Tasks to carry out —
1. According to the article about Mary Jo Sharp, who introduced her to nature, science and art?
2. Write the next part of the article on Mary Jo Sharp's path from atheism to Christianity, picking up after its final sentence.

══ Passage provided ══

Why I Still Believe: A Former Atheist Shares Her Story on Why She Became a Christian and an Apologist

By Nancy Flory Published on February 9, 2020

Mary Jo Sharp’s agnostic parents introduced her to nature, science and art. The amount of beauty that she saw in the world, especially in nature, impressed her. She felt a sense of wonder and awe at the universe. “I began to wonder what all of this meant. Was it just that we lived and died and there was nothing more to it? It didn’t seem to match up with my experience of it.”

In a way, her agnostic parents accidentally pointed her to Christianity. 

A Love of Beauty

Mary Jo, a former atheist from the Pacific northwest, is now a Christian author and apologist. Her newest book is Why I Still Believe: A Former Atheist’s Reckoning With the Bad Reputation Christians Give a Good God. Mary Jo spoke with The Stream about her book and how she became a Christian, even with agnostic parents.

═══
══ Data shown ══

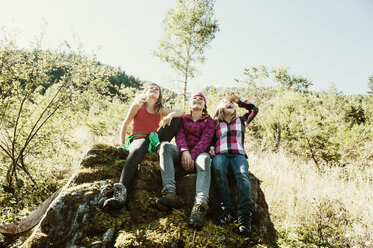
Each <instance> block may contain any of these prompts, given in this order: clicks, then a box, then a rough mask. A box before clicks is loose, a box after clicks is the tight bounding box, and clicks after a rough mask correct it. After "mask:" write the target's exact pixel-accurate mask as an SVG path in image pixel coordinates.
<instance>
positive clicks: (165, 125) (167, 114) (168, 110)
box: [159, 107, 184, 127]
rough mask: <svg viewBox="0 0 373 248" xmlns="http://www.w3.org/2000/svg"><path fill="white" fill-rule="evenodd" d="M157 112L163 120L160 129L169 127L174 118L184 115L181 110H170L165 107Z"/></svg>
mask: <svg viewBox="0 0 373 248" xmlns="http://www.w3.org/2000/svg"><path fill="white" fill-rule="evenodd" d="M159 112H160V114H161V117H162V118H163V122H162V127H165V126H166V125H170V124H171V121H172V119H173V118H174V117H181V116H182V115H183V114H184V113H183V111H181V110H178V109H175V110H172V109H169V108H166V107H163V108H162V109H161V110H160V111H159Z"/></svg>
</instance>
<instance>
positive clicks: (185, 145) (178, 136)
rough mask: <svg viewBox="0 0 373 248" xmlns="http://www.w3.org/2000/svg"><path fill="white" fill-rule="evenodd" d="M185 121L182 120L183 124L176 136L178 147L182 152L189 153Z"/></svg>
mask: <svg viewBox="0 0 373 248" xmlns="http://www.w3.org/2000/svg"><path fill="white" fill-rule="evenodd" d="M184 121H185V120H184V119H183V118H181V123H180V127H179V130H178V131H177V134H176V136H175V142H176V145H177V146H178V147H179V149H180V152H183V151H189V146H188V143H187V142H186V138H185V133H184Z"/></svg>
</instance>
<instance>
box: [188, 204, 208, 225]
mask: <svg viewBox="0 0 373 248" xmlns="http://www.w3.org/2000/svg"><path fill="white" fill-rule="evenodd" d="M208 208H209V207H208V206H207V204H206V203H204V202H202V203H201V204H197V205H194V206H193V209H192V213H191V214H190V218H189V225H191V226H192V227H193V228H195V229H198V230H201V229H202V227H203V225H204V224H205V216H206V212H207V209H208Z"/></svg>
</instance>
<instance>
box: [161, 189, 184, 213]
mask: <svg viewBox="0 0 373 248" xmlns="http://www.w3.org/2000/svg"><path fill="white" fill-rule="evenodd" d="M182 204H183V202H182V200H181V199H180V198H179V197H178V196H177V195H176V193H172V192H169V191H168V190H167V189H166V188H163V189H162V197H161V198H158V199H157V200H156V201H155V205H156V206H157V208H158V209H159V210H162V211H169V210H172V209H173V208H180V207H181V205H182Z"/></svg>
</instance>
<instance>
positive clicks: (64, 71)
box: [0, 42, 113, 191]
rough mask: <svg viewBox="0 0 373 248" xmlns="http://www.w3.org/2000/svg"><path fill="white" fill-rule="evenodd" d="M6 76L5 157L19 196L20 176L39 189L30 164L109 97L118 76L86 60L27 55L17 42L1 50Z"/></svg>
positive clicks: (8, 188) (48, 52)
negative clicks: (18, 179) (34, 185)
mask: <svg viewBox="0 0 373 248" xmlns="http://www.w3.org/2000/svg"><path fill="white" fill-rule="evenodd" d="M0 70H1V74H0V104H1V105H0V130H1V131H0V154H1V155H2V161H3V162H4V164H6V165H7V167H6V180H5V185H4V186H5V187H6V188H7V189H8V190H9V191H14V188H15V187H17V185H18V178H19V177H18V176H19V172H24V174H25V175H26V177H27V178H29V179H30V180H31V181H32V182H33V183H34V185H36V184H37V183H36V181H35V179H34V177H33V175H32V171H31V170H30V169H29V163H30V160H32V158H33V157H36V156H38V155H40V154H42V153H43V151H45V149H48V148H49V149H50V148H51V147H53V146H54V143H55V142H56V138H57V137H58V136H59V137H60V138H61V137H63V136H64V133H65V132H66V131H67V130H68V129H69V128H70V127H72V123H71V122H70V121H71V120H72V119H74V118H76V119H78V118H77V116H75V117H74V115H76V113H77V112H78V111H82V110H84V108H83V109H82V108H81V107H80V106H85V107H86V108H87V106H90V104H84V103H87V102H89V101H94V99H93V100H90V99H92V98H95V97H96V96H97V95H100V94H101V95H104V94H106V93H107V89H108V85H109V76H110V75H111V74H112V73H113V71H112V70H111V69H110V68H108V67H103V66H98V64H97V61H96V60H94V59H90V58H88V57H86V56H84V55H76V54H73V53H71V54H66V53H56V52H51V51H42V50H39V49H33V50H31V51H27V50H21V49H19V48H18V47H17V46H16V45H15V43H14V42H8V43H3V44H2V45H1V46H0ZM83 104H84V105H83ZM53 119H56V120H57V121H55V122H53V121H52V120H53ZM65 138H66V137H65ZM43 149H44V150H43Z"/></svg>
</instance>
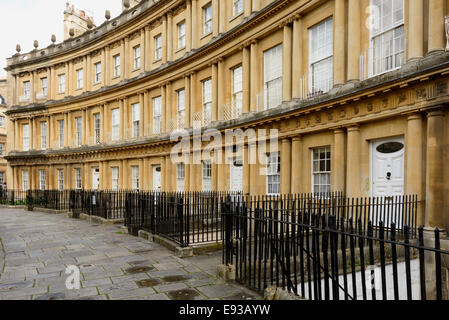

═══

Task results —
1. Her agnostic parents.

2.
As a musician, she played works of art intended to move people. “I thought, ‘Move them to what? What are we looking for? What are we trying to experience?'” She began to look for the meaning behind all of the beauty she saw in the world.

In high school, Mary Jo’s Christian band director talked with her about Christ. He then gave her a Bible. When she read the Bible, it all made sense — beauty, goodness and truth; a sense of right and wrong; and justice and injustice. “It was giving a grounding to all of those things. And that’s how I moved out of my youthful atheism into belief that there must be a God behind the universe.”

Accepting Jesus — and Disillusionment With the Church

Mary Jo gave her life to Christ at 20. She decided to go to church for her first worship service. She put on her best dress. But when she stepped inside the church, the pastor’s wife confronted her. She told Mary Jo that she needed to find more appropriate clothing — “something that doesn’t show cleavage.”

Mary Jo wrote in her book that “first-time church attendance should come with a disclaimer. Churches could post a sign or place fine print at the bottom of the bulletin: ‘Church attendance may cause extreme discomfort. Side effects of interactions with humans include, but are not limited to, doubt, anger, disappointment, and disillusionment.'” She immediately began to distrust the church leaders.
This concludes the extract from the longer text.